REQUIRED WORK: Write out every line of the items below as a JSON list of strings, one string per line, with blank lines and the pictures left out.

PROVIDED DATA:

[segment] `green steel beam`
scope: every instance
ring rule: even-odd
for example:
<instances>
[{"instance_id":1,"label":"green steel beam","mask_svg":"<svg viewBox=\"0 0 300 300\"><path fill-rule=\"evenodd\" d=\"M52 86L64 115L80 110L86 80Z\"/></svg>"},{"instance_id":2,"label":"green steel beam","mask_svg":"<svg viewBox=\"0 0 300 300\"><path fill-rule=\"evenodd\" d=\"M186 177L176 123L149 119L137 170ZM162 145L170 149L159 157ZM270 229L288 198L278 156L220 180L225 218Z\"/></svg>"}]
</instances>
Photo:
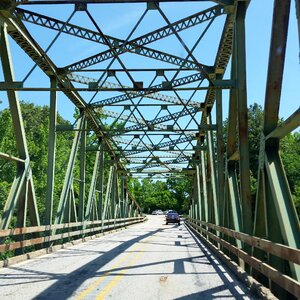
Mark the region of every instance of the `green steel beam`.
<instances>
[{"instance_id":1,"label":"green steel beam","mask_svg":"<svg viewBox=\"0 0 300 300\"><path fill-rule=\"evenodd\" d=\"M240 197L242 203L243 232L252 234L252 203L250 189L248 107L246 82L245 15L247 2L238 1L234 46L236 47L236 80L238 107L238 137L240 152ZM249 249L247 249L248 251Z\"/></svg>"},{"instance_id":2,"label":"green steel beam","mask_svg":"<svg viewBox=\"0 0 300 300\"><path fill-rule=\"evenodd\" d=\"M78 217L79 221L83 222L85 219L85 189L86 189L86 137L87 137L87 122L84 112L82 114L82 131L80 135L80 181L79 181L79 207L78 207Z\"/></svg>"},{"instance_id":3,"label":"green steel beam","mask_svg":"<svg viewBox=\"0 0 300 300\"><path fill-rule=\"evenodd\" d=\"M57 80L50 77L51 87L56 87ZM49 144L48 144L48 169L47 169L47 190L46 190L46 211L45 225L52 224L53 213L53 193L55 178L55 153L56 153L56 119L57 119L57 93L50 92L50 110L49 110Z\"/></svg>"},{"instance_id":4,"label":"green steel beam","mask_svg":"<svg viewBox=\"0 0 300 300\"><path fill-rule=\"evenodd\" d=\"M211 115L207 116L207 124L211 124ZM217 181L217 172L216 172L216 157L215 157L215 147L214 147L214 139L213 133L208 131L206 134L207 139L207 155L208 155L208 166L210 169L210 185L211 185L211 217L214 224L220 224L220 216L219 216L219 206L218 206L218 181Z\"/></svg>"},{"instance_id":5,"label":"green steel beam","mask_svg":"<svg viewBox=\"0 0 300 300\"><path fill-rule=\"evenodd\" d=\"M88 195L88 200L87 200L86 210L85 210L84 219L87 221L91 220L93 203L97 200L96 190L97 190L98 175L103 177L102 170L99 170L99 167L103 167L103 162L102 162L103 151L101 151L101 144L99 145L98 150L99 151L96 152L93 175L92 175L92 179L91 179L90 190L89 190L89 195ZM101 164L101 162L102 162L102 164ZM101 180L103 180L103 178ZM100 189L101 189L101 187L100 187ZM102 193L103 193L103 190L102 190ZM99 208L100 207L98 206L98 210L99 210ZM102 207L101 207L101 210L102 210Z\"/></svg>"},{"instance_id":6,"label":"green steel beam","mask_svg":"<svg viewBox=\"0 0 300 300\"><path fill-rule=\"evenodd\" d=\"M9 43L7 38L7 25L0 24L0 57L3 68L4 79L7 82L14 82L13 64L10 56ZM11 111L14 134L16 136L16 146L19 158L25 163L17 162L17 175L11 186L11 190L4 205L4 210L0 222L1 229L7 229L16 205L19 205L19 224L26 222L27 205L30 209L29 216L31 225L40 224L39 214L36 205L35 191L30 168L30 157L27 148L23 118L17 92L7 92L9 107Z\"/></svg>"},{"instance_id":7,"label":"green steel beam","mask_svg":"<svg viewBox=\"0 0 300 300\"><path fill-rule=\"evenodd\" d=\"M84 126L83 119L84 119L84 117L82 116L78 120L77 127L79 129L82 129ZM68 166L67 166L67 170L66 170L66 175L65 175L61 195L60 195L60 200L59 200L54 224L61 224L63 222L64 211L65 211L67 203L68 203L68 197L69 197L70 189L71 189L72 183L73 183L73 171L74 171L76 156L77 156L77 152L78 152L78 148L79 148L79 144L80 144L81 132L82 131L75 132L75 136L73 139L73 145L72 145L71 153L69 156L69 162L68 162Z\"/></svg>"}]
</instances>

FINAL RESULT:
[
  "[segment] `green steel beam`",
  "scope: every instance",
  "ring rule: even-odd",
  "for example:",
  "<instances>",
  "[{\"instance_id\":1,\"label\":\"green steel beam\",\"mask_svg\":\"<svg viewBox=\\\"0 0 300 300\\\"><path fill-rule=\\\"evenodd\\\" d=\\\"M52 86L64 115L80 110L86 80Z\\\"/></svg>\"},{\"instance_id\":2,\"label\":\"green steel beam\",\"mask_svg\":\"<svg viewBox=\\\"0 0 300 300\\\"><path fill-rule=\\\"evenodd\\\" d=\\\"M186 177L176 123L149 119L137 170ZM162 145L170 149L159 157ZM270 229L288 198L278 156L220 180L225 218Z\\\"/></svg>\"}]",
  "</instances>",
  "Photo:",
  "Mark the region of every instance of the `green steel beam`.",
  "<instances>",
  "[{\"instance_id\":1,\"label\":\"green steel beam\",\"mask_svg\":\"<svg viewBox=\\\"0 0 300 300\\\"><path fill-rule=\\\"evenodd\\\" d=\\\"M240 197L242 203L243 232L252 234L252 203L250 189L248 107L246 82L245 15L247 2L238 1L234 46L236 47L236 80L238 107L238 137L240 152ZM249 249L247 249L248 251Z\\\"/></svg>\"},{\"instance_id\":2,\"label\":\"green steel beam\",\"mask_svg\":\"<svg viewBox=\\\"0 0 300 300\\\"><path fill-rule=\\\"evenodd\\\" d=\\\"M78 217L79 221L83 222L85 219L85 189L86 189L86 137L87 137L87 122L84 112L82 114L82 131L80 135L80 181L79 181L79 207L78 207Z\\\"/></svg>\"},{\"instance_id\":3,\"label\":\"green steel beam\",\"mask_svg\":\"<svg viewBox=\\\"0 0 300 300\\\"><path fill-rule=\\\"evenodd\\\" d=\\\"M57 80L50 77L51 87L56 87ZM49 144L48 144L48 169L47 169L47 190L46 190L46 211L45 225L52 224L53 213L53 193L55 178L55 153L56 153L56 119L57 119L57 93L50 92L50 110L49 110Z\\\"/></svg>\"},{\"instance_id\":4,\"label\":\"green steel beam\",\"mask_svg\":\"<svg viewBox=\\\"0 0 300 300\\\"><path fill-rule=\\\"evenodd\\\" d=\\\"M211 115L207 116L207 124L211 124ZM217 181L217 172L216 172L216 157L215 157L215 147L214 147L214 139L213 133L208 131L206 134L207 139L207 155L208 155L208 166L210 169L210 185L211 185L211 217L214 224L220 224L220 216L219 216L219 206L218 206L218 181Z\\\"/></svg>\"},{\"instance_id\":5,\"label\":\"green steel beam\",\"mask_svg\":\"<svg viewBox=\\\"0 0 300 300\\\"><path fill-rule=\\\"evenodd\\\" d=\\\"M88 195L88 200L87 200L86 210L85 210L84 219L87 221L91 220L93 203L97 200L96 190L97 190L98 175L103 177L102 170L99 170L99 167L103 167L103 162L102 162L103 151L101 151L101 144L99 145L98 150L99 151L96 152L93 175L92 175L92 179L91 179L90 190L89 190L89 195ZM101 164L101 162L102 162L102 164ZM101 180L103 180L103 178ZM100 189L101 189L101 187L100 187ZM102 193L103 193L103 190L102 190ZM99 208L100 207L98 206L98 210L99 210ZM102 207L101 207L101 210L102 210Z\\\"/></svg>\"},{\"instance_id\":6,\"label\":\"green steel beam\",\"mask_svg\":\"<svg viewBox=\\\"0 0 300 300\\\"><path fill-rule=\\\"evenodd\\\" d=\\\"M9 43L7 38L7 25L0 24L0 57L3 68L4 79L7 82L14 82L13 64L10 56ZM11 111L14 134L16 136L16 146L19 158L25 163L17 162L17 175L11 186L11 190L4 205L4 210L0 222L1 229L7 229L16 205L19 205L19 224L26 222L27 205L30 209L29 216L31 225L40 224L39 214L36 205L35 191L30 168L30 157L27 148L23 118L17 92L7 92L9 107Z\\\"/></svg>\"},{\"instance_id\":7,\"label\":\"green steel beam\",\"mask_svg\":\"<svg viewBox=\\\"0 0 300 300\\\"><path fill-rule=\\\"evenodd\\\" d=\\\"M84 126L83 119L84 119L84 117L82 116L78 120L77 127L79 129L82 129ZM68 166L67 166L67 170L66 170L66 175L65 175L61 195L60 195L60 200L59 200L54 224L61 224L63 222L64 211L65 211L67 203L68 203L68 197L69 197L70 189L71 189L72 183L73 183L73 171L74 171L76 156L77 156L77 152L78 152L78 148L79 148L79 144L80 144L81 132L82 131L75 132L75 136L73 139L73 145L72 145L71 153L69 156L69 162L68 162Z\\\"/></svg>\"}]",
  "</instances>"
]